**Task requirements**
Every record that follows is to be copied exactly, with the pictures omitted.

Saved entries
···

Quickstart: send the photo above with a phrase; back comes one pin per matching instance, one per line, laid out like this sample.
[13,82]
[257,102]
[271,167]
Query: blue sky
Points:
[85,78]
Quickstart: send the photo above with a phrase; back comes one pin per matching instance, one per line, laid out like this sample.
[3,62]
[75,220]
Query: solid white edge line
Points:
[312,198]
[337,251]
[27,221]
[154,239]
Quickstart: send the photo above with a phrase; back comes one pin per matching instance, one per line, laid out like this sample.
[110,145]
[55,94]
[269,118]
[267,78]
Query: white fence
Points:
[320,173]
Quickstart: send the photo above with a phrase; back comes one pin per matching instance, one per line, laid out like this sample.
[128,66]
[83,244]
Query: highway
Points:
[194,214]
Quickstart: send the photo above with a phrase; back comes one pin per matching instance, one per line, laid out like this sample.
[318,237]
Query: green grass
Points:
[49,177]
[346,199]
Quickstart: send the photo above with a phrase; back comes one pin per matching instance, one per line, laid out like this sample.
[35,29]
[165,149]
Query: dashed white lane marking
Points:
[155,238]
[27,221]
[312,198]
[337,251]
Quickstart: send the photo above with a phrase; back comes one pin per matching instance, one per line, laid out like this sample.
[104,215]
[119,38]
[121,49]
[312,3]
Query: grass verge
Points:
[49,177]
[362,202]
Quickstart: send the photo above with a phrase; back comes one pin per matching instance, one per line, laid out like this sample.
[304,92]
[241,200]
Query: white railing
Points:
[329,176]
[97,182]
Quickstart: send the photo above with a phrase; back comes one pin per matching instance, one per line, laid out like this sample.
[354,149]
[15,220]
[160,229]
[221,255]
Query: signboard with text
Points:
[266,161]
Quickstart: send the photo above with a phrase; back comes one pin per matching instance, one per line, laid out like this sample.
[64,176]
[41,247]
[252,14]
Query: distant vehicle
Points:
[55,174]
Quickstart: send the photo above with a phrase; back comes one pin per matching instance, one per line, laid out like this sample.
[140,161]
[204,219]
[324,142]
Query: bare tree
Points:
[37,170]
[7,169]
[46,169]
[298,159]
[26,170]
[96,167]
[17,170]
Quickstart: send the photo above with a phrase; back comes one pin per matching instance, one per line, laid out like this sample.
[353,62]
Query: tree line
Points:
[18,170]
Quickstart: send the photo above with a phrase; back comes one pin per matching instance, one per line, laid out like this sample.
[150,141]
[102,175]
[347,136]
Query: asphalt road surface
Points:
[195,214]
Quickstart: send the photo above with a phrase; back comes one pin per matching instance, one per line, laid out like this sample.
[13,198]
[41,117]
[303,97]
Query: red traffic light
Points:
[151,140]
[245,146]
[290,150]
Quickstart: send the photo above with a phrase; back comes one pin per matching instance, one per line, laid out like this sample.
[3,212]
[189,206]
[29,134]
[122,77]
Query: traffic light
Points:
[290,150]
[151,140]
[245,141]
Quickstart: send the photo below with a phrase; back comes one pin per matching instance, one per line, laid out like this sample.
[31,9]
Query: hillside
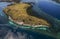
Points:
[23,13]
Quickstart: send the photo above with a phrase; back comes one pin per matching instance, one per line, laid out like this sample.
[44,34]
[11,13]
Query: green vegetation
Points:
[22,12]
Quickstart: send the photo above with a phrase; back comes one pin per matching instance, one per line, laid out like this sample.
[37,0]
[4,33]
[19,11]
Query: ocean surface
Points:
[50,7]
[10,32]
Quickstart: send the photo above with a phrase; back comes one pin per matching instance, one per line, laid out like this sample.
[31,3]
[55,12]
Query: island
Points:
[23,14]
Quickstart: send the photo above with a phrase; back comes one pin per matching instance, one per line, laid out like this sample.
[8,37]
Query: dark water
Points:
[10,32]
[50,7]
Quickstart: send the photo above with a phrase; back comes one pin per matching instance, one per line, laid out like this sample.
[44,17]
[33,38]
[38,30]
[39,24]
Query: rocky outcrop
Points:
[23,13]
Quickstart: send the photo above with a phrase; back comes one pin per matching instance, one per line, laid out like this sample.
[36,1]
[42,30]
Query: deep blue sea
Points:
[50,7]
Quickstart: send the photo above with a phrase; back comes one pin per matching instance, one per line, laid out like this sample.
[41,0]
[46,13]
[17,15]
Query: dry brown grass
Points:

···

**Result for this task**
Quickstart: send the photo above with a phrase; back comes one pin per matching instance, one per line, laid out like this sample.
[13,82]
[257,102]
[271,167]
Query: blue sky
Points:
[85,78]
Quickstart: send the photo above with a phrase; back comes one pin per matching instance, one per line, laid out like this sample.
[3,62]
[75,220]
Query: solid white edge line
Points:
[312,198]
[337,251]
[27,221]
[154,239]
Quickstart: send the photo above with a phrase; back comes one pin per matching instance, one per line, laid out like this sample.
[110,145]
[55,94]
[269,118]
[267,78]
Query: white fence
Points:
[320,173]
Quickstart: send the photo above with a phrase; back comes one pin per matching instance, one per line, laid out like this sample.
[128,66]
[83,244]
Query: highway
Points:
[194,214]
Quickstart: send the photo above with a phrase; back comes one pin per matching instance, one per line, laid out like this sample.
[318,237]
Query: green grass
Points:
[49,177]
[346,199]
Quickstart: send the photo above with a phrase; back comes one pin per matching instance, one per line, laid out like this sample.
[35,29]
[165,149]
Query: dashed white lane marking
Points:
[155,238]
[27,221]
[312,198]
[337,251]
Quickstart: send the photo above with a phrase; back comes one pin per matching instance, one per line, laid out like this sample.
[104,215]
[119,38]
[121,49]
[312,3]
Query: grass verge
Points:
[49,177]
[362,202]
Quickstart: send the photo above with a phrase; back comes one pin per matching instance, one per line, laid out like this sample.
[304,92]
[241,200]
Query: white railing
Points:
[329,176]
[97,182]
Quickstart: send the photo above with a phrase; back comes one pin per matching instance, one per line, laid out like this sample.
[354,149]
[15,220]
[160,229]
[221,255]
Query: signboard with text
Points:
[266,161]
Quickstart: send the photo above with a phrase; back comes one pin per matching instance, one per line, laid out like this sample.
[64,176]
[41,247]
[252,14]
Query: distant vehicle
Points:
[55,174]
Quickstart: send the photo above with a phrase; back comes one pin per matching instance, one per line, laid out like this sample.
[140,161]
[204,219]
[324,142]
Query: bare tree
Points:
[37,170]
[7,169]
[46,169]
[298,159]
[26,170]
[96,167]
[17,170]
Quickstart: send the photo above with a phrase; back comes one pin per matching instance, one per line, laid out like this sample.
[353,62]
Query: tree line
Points:
[18,170]
Quickstart: send the photo above with a phrase; back comes one pin per matching instance, one per line, laid out like this sample.
[150,141]
[102,175]
[347,136]
Query: asphalt road surface
Points:
[195,214]
Quickstart: send the photo above with a phrase; back comes one pin per matching instance, one per line, laid out like this sample.
[13,198]
[41,117]
[303,97]
Query: red traffic light
Points:
[151,140]
[245,146]
[290,150]
Quickstart: send the photo above with a phrase; back comes one pin per matching instance, one per line, laid out like this sample.
[3,212]
[189,206]
[29,134]
[122,77]
Query: traffic light
Points:
[290,150]
[151,140]
[245,141]
Quickstart: send the photo below with a phrase; back comes one pin per matching instance, one per line, laid out like this sample.
[31,9]
Query: hillside
Points:
[23,13]
Quickstart: send the photo above with a phrase; back comes one pin per matching instance, one per line, laid out like this sample.
[44,34]
[11,13]
Query: green vegetation
Points:
[22,12]
Quickstart: send the photo above with a phrase; back comes one pin per matching instance, one per line, laid out like this sample.
[37,0]
[4,33]
[19,11]
Query: ocean surface
Points:
[50,7]
[10,32]
Quickstart: send the photo above with a phrase; back comes one pin per matching instance, one per line, laid out like this sample.
[31,3]
[55,12]
Query: island
Points:
[23,14]
Quickstart: send the photo above with a phrase; back comes one pin per matching instance, one per line, laid out like this sample.
[8,37]
Query: dark water
Points:
[10,32]
[50,7]
Quickstart: send the photo above with a phrase; back comes one pin per matching instance, one per line, laid out like this sample.
[44,17]
[33,38]
[38,30]
[39,24]
Query: rocky outcrop
Points:
[23,13]
Quickstart: send the photo above with a phrase; back comes one pin per matching instance, one per line, laid out like this sample.
[36,1]
[42,30]
Query: deep blue sea
Points:
[50,7]
Quickstart: send the photo above with a phrase; back comes one pin per matching instance, one per line, laid out like this sample.
[41,0]
[46,13]
[17,15]
Query: dry brown grass
Points:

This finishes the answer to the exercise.